Input data:

** START **

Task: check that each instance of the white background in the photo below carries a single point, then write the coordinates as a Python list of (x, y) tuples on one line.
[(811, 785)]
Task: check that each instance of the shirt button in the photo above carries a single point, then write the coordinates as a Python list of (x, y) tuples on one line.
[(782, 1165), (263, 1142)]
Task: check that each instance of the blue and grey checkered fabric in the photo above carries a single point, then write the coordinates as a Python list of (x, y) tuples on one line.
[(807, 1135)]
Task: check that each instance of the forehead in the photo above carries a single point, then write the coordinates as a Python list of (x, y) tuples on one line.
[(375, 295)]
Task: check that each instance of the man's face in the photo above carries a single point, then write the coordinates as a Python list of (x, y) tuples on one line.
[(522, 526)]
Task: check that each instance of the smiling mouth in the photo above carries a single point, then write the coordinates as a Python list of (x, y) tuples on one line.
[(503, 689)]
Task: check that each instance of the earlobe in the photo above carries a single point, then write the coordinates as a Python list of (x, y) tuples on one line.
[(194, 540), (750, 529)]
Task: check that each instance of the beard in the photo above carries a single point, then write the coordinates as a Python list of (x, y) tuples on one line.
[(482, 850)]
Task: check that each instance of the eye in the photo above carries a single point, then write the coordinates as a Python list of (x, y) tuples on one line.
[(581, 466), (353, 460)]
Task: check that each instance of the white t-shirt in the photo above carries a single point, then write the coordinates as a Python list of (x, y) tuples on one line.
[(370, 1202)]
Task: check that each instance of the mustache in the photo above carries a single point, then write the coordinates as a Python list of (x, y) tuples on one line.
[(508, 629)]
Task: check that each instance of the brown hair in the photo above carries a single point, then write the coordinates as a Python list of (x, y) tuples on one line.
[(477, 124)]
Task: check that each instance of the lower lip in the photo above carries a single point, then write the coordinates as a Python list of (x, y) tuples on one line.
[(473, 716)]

** END **

Task description: Could you arrange every one of the records above as a numbered list, leaving out any blank lines?

Exercise response:
1. Task: check that each instance of the white background in the photo below carries a single point, then write the coordinates as a Python list of (x, y) tuples on one line.
2. [(811, 785)]
3. Task: check that each instance of the shirt button in the photo above carries a single point, then write the coordinates as a Python list of (x, y) tuples on one line.
4. [(782, 1165), (263, 1142)]
5. Task: check that each instance of the blue and grey checkered fabric in the photo above carries a single point, then write the coordinates as a Python list of (x, y) tuples on one line.
6. [(807, 1135)]
7. Task: check that each instance of the forehead in the photo above carries a single point, then write the coordinates as a Python list of (x, y) tuples on one line.
8. [(375, 295)]
9. Task: check that each instance of the man's face in the photo above carries a single point, then write the coordinates as a Python list of (x, y) tuples on one line.
10. [(522, 526)]
11. Task: check that each instance of the smiling mouth in the photo above carries a single point, then write the coordinates as a Python list of (x, y) tuples on one line.
12. [(503, 689)]
13. Task: check that each instance of the earlobe in the photo above carries a single point, then write the coordinates as a Python list of (x, y) tuples on one line.
14. [(194, 540), (750, 529)]
15. Task: check that each instance of the beard in the photo above carries a single point, then write the coordinates as a Python list of (x, y) tuples on one line.
16. [(482, 850)]
17. Task: check that each instance of the eye in the photo above carries a single point, then write the coordinates as a Python list of (x, y) tuples on one line.
18. [(581, 466), (353, 460)]
19. Task: check that each instance of the white t-shirt in the photo above carries a single point, then write the coordinates as a Python list of (x, y) tuples on one line.
20. [(370, 1202)]
21. Task: check that each instance of the mustache in the photo above carries a single point, then write the coordinates as a Python list of (x, y) tuples on one line.
22. [(508, 629)]
23. Task: check that each instance of the brown hair in the photo above carries a single point, then write the coordinates as a Python list of (x, y) tuples on one line.
24. [(477, 124)]
25. Task: check that each instance of the lower lip in the photo above carries a single point, then write the coordinates as a Python list of (x, y) tuples on one line.
26. [(473, 716)]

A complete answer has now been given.